____ QUOTED PASSAGE

Retrieving computed data

Slider · July 21, 2003, 1:52am

I’m trying to do some math calculations using OpenGL. The only thing I managed to use in order to do my calculations is the ModelView matrix multiplications, for example:
To do: matrix1 * matrix2 = result
I do:
glLoadMatrix(matrix1)
glMultMatrix(matrix2)
glGetFloatv(GL_MODELVIEW_MATRIX, result)

This is the only way I’ve managed to get calculated results back using the OpenGL interface functions.

Are there any other ways to get results back using OpenGL?
Can I get the results of a transformation done on some vertices I define? (meaning - if ‘v’ is one of the vertices and ‘T’ is the transformation matrix I define, can I get the result of ‘T*v’?)

________
____ ENTRIES

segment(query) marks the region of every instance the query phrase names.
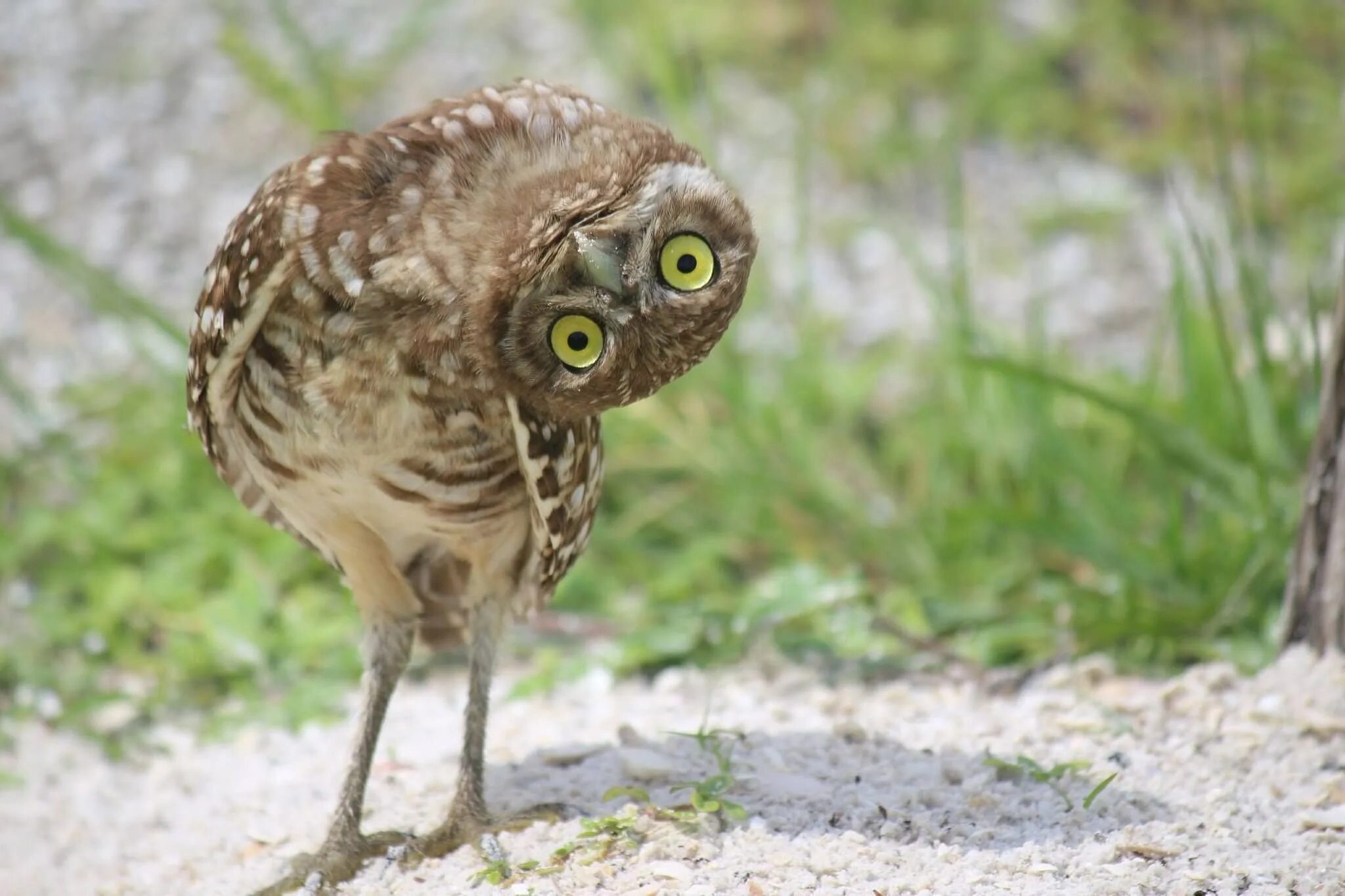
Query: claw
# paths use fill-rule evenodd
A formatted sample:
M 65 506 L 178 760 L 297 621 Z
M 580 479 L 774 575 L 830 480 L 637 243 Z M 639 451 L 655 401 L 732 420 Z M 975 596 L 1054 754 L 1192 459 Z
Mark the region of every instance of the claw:
M 354 842 L 327 844 L 313 854 L 296 856 L 288 875 L 253 896 L 281 896 L 295 891 L 320 893 L 358 875 L 370 858 L 391 857 L 393 850 L 405 849 L 408 840 L 409 834 L 386 830 Z

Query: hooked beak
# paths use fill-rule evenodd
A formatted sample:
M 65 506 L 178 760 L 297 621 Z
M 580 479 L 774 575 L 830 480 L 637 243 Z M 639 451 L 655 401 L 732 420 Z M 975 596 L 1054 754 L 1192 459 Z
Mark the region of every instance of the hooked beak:
M 574 247 L 580 254 L 580 265 L 590 283 L 616 296 L 625 296 L 621 282 L 621 269 L 625 266 L 625 240 L 617 236 L 589 236 L 584 231 L 574 232 Z

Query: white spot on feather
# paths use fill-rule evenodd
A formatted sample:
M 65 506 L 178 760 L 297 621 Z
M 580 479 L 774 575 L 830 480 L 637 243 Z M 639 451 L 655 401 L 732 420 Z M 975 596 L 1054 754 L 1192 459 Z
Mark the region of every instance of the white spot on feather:
M 299 232 L 304 236 L 312 236 L 313 231 L 317 230 L 317 206 L 305 204 L 299 210 Z
M 482 102 L 473 102 L 467 109 L 467 120 L 477 128 L 490 128 L 495 124 L 495 116 L 491 114 L 490 107 Z

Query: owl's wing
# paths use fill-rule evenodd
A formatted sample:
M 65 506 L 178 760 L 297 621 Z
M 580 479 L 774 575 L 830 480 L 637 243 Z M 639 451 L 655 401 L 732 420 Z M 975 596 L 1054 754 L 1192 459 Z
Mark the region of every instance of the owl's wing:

________

**WORK TO DO:**
(a) In the OpenGL post, which matrix's multiplications are the only thing the poster managed to use for calculations?
(b) Please print the OpenGL post from "Slider · July" to "glLoadMatrix(matrix1)".

**THE REPLIES:**
(a) The ModelView matrix.

(b)
Slider · July 21, 2003, 1:52am

I’m trying to do some math calculations using OpenGL. The only thing I managed to use in order to do my calculations is the ModelView matrix multiplications, for example:
To do: matrix1 * matrix2 = result
I do:
glLoadMatrix(matrix1)